Quoted passage:

※

These procedures compare their arguments lexicographically and
return {{#t}} if they are (respectively): monotonically increasing,
monotonically decreasing, monotonically non-decreasing, or
monotonically non-increasing.

These comparison predicates are transitive.

<procedure>(textual-ci=? textual1 textual2 textual3 ...) → boolean</procedure>

Returns {{#t}} if, after calling {{textual-foldcase}} on each of
the arguments, all of the case-folded texts would have
the same length and contain the same characters in the
same positions; otherwise returns {{#f}}.

<procedure>(textual-ci<?  textual1 textual2 textual3 ...) → boolean</procedure>
<procedure>(textual-ci>?  textual1 textual2 textual3 ...) → boolean</procedure>
<procedure>(textual-ci<=? textual1 textual2 textual3 ...) → boolean</procedure>
<procedure>(textual-ci>=? textual1 textual2 textual3 ...) → boolean</procedure>

These procedures behave as though they had called
{{textual-foldcase}} on their arguments before applying the
corresponding procedures without "{{-ci}}".

※

Record excerpts:
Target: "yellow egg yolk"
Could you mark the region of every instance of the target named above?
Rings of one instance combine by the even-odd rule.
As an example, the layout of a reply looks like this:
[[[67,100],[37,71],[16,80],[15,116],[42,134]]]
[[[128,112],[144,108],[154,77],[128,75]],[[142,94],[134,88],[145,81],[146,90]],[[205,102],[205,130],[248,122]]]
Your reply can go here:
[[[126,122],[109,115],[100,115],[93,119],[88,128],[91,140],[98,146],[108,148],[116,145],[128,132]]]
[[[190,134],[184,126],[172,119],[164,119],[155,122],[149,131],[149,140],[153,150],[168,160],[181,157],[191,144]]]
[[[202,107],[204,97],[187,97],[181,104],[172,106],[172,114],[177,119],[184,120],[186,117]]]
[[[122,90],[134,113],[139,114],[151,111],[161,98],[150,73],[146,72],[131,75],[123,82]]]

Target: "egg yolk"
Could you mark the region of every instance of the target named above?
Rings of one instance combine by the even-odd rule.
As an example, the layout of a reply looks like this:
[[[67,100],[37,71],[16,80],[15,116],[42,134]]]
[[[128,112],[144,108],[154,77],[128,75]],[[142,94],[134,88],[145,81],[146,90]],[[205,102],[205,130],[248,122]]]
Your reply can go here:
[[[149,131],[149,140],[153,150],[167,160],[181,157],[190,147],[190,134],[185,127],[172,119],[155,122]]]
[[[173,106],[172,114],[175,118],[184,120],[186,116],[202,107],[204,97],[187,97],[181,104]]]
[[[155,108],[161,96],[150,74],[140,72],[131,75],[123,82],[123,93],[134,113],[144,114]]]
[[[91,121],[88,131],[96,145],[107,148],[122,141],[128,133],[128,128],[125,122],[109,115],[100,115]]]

※

Goal 1: Which procedures have signatures declared in the text-comparison documentation?
Goal 2: Echo the text-comparison documentation from "These procedures compare" up to and including "predicates are transitive.".
Goal 3: Proceed with the text-comparison documentation, picking up right after its final sentence.

Reply 1:
textual-ci=?
textual-ci<?
textual-ci>?
textual-ci<=?
textual-ci>=?

Reply 2:
These procedures compare their arguments lexicographically and
return {{#t}} if they are (respectively): monotonically increasing,
monotonically decreasing, monotonically non-decreasing, or
monotonically non-increasing.

These comparison predicates are transitive.

Reply 3:
=== Prefixes & suffixes

<procedure>(textual-prefix-length textual1 textual2 [start1 end1 start2 end2]) → integer</procedure>
<procedure>(textual-suffix-length textual1 textual2 [start1 end1 start2 end2]) → integer</procedure>

Return the length of the longest common prefix/suffix of
''textual1'' and ''textual2''. For prefixes, this is equivalent
to their "mismatch index" (relative to the start
indexes).

The optional ''start''/''end'' indexes restrict the comparison to
the indicated subtexts of ''textual1'' and ''textual2''.

<procedure>(textual-prefix? textual1 textual2 [start1 end1 start2 end2]) → boolean</procedure>
<procedure>(textual-suffix? textual1 textual2 [start1 end1 start2 end2]) → boolean</procedure>

Is ''textual1'' a prefix/suffix of ''textual2''?

The optional start/end indexes restrict the comparison to
the indicated subtexts of ''textual1'' and ''textual2''.

=== Searching

<procedure>(textual-index textual pred [start end]) → idx-or-false</procedure>
<procedure>(textual-index-right textual pred [start end]) → idx-or-false</procedure>
<procedure>(textual-skip textual pred [start end]) → idx-or-false</procedure>
<procedure>(textual-skip-right textual pred [start end]) → idx-or-false</procedure>

''textual-index'' searches through the given subtext or
substring from the left, returning the index of the
leftmost character satisfying the predicate ''pred''.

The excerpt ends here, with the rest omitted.